» **Task brief**:
Two lines in the data below mark the range: the one with "point(21, 506)" and the one with "point(16, 289)". Return both, along with every line between them, exactly.
Top of Data for review
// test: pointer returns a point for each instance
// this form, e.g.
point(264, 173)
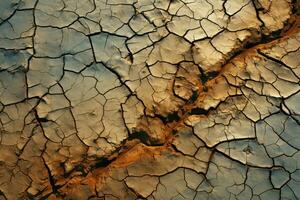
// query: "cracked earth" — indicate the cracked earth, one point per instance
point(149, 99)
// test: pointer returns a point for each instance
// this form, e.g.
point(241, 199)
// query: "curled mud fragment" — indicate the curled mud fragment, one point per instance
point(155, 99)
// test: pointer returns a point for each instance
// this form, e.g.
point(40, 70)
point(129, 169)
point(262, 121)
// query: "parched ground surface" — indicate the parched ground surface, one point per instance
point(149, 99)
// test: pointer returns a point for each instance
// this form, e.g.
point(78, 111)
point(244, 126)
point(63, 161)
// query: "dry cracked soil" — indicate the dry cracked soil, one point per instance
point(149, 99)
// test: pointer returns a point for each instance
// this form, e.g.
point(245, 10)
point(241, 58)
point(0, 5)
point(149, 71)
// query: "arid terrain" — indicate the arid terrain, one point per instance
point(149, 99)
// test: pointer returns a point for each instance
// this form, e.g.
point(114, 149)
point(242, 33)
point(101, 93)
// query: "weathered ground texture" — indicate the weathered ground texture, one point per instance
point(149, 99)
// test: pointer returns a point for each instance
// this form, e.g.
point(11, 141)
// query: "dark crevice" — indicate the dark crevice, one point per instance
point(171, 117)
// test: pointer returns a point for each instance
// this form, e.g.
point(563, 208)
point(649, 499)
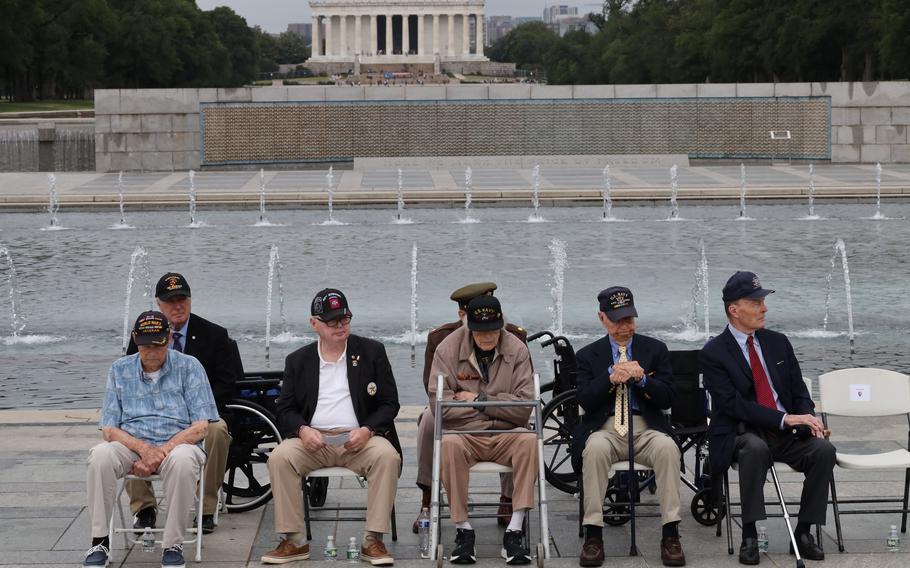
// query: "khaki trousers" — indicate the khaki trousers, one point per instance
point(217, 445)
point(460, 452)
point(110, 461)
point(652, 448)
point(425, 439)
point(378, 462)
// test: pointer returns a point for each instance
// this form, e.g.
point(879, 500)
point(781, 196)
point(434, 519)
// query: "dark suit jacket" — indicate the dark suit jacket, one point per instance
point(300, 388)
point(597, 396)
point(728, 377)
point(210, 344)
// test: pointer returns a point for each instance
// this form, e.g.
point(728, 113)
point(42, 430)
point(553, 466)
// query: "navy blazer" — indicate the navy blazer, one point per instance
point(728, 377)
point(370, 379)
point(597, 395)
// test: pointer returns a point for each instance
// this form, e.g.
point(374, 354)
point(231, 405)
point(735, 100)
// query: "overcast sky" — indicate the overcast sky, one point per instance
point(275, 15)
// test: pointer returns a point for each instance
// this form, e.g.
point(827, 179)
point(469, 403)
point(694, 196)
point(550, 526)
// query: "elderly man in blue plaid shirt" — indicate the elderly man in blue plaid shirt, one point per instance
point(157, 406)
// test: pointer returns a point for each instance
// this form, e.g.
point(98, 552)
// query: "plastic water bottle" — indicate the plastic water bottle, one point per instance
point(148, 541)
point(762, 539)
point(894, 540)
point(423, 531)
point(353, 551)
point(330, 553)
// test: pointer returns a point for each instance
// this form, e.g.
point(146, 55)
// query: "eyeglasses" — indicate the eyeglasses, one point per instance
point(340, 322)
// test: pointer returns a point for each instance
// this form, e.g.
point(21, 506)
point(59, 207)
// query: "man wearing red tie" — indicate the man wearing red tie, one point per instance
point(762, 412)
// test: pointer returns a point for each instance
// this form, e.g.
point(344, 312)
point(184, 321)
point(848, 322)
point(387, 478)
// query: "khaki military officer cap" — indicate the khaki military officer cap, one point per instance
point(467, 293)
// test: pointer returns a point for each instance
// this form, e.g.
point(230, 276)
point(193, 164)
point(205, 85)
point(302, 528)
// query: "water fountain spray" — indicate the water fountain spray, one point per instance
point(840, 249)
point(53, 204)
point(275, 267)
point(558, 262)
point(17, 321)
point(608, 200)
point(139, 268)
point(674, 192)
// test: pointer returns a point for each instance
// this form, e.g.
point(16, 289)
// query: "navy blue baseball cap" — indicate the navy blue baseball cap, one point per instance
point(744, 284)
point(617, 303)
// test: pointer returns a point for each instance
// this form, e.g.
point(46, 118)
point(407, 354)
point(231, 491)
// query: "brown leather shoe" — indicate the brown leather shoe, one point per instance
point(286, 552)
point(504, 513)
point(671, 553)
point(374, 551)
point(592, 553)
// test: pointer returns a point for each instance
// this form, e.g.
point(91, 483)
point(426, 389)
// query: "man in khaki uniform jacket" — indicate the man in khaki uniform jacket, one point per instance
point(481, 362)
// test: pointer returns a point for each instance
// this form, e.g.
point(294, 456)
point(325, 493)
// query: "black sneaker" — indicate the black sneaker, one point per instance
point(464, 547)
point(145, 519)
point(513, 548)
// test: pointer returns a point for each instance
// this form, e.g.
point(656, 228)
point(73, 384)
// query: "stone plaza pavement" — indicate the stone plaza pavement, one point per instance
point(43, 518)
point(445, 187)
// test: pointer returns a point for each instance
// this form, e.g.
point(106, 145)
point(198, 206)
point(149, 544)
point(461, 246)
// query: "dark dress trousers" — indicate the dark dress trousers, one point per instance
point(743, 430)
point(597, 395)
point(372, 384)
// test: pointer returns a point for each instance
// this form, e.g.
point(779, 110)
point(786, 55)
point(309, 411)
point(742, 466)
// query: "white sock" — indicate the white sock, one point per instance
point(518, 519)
Bottom of Data for review
Top of Data for review
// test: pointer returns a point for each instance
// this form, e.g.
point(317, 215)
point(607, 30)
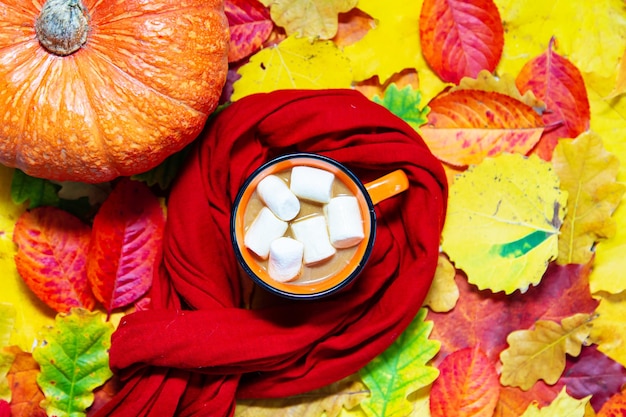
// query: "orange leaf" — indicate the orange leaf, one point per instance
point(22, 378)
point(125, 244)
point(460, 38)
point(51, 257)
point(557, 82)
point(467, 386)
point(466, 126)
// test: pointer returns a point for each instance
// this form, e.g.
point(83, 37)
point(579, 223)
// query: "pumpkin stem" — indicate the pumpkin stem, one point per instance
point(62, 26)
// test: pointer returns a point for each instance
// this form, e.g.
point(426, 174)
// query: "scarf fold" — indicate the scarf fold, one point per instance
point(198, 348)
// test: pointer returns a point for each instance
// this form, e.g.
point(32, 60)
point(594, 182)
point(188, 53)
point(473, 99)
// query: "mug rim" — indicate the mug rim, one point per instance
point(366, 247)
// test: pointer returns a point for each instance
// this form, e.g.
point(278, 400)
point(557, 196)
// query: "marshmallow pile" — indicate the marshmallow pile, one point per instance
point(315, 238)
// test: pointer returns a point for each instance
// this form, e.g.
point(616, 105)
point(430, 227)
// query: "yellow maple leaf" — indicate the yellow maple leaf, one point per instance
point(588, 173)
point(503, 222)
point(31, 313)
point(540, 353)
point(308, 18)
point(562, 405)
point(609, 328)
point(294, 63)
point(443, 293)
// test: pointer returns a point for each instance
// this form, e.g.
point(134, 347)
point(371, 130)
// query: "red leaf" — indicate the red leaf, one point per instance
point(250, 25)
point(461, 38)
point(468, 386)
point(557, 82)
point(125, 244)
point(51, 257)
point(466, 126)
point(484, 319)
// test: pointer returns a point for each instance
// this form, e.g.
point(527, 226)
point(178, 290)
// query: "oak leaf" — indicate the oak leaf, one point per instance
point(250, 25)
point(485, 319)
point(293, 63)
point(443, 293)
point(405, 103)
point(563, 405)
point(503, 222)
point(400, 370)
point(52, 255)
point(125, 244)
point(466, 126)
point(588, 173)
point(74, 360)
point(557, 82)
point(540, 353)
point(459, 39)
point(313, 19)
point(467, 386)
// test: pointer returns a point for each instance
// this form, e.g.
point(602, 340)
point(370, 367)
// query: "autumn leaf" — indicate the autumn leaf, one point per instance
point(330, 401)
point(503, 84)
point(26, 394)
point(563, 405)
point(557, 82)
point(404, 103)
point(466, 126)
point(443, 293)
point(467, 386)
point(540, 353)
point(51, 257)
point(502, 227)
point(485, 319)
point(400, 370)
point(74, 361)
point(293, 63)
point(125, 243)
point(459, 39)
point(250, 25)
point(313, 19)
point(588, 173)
Bottom of Data for review
» **Solution for this task**:
point(21, 506)
point(59, 207)
// query: "man wearing red tie" — indicate the man wearing red tie, one point per instance
point(762, 412)
// test: pointer returns a point for each instance
// this form, e.g.
point(344, 312)
point(184, 321)
point(848, 322)
point(387, 478)
// query: "khaki military officer cap" — indicate the khaki military officer cap, one point per instance
point(467, 293)
// test: pointer returns a point for each instance
// this form, e.g.
point(230, 276)
point(193, 164)
point(205, 85)
point(302, 528)
// query: "water fountain spray" — indicate the water fountain spray, one point per instance
point(840, 249)
point(53, 204)
point(275, 267)
point(558, 262)
point(17, 321)
point(608, 200)
point(139, 268)
point(674, 192)
// test: pointer returns a point for each instance
// this form, e.g.
point(16, 289)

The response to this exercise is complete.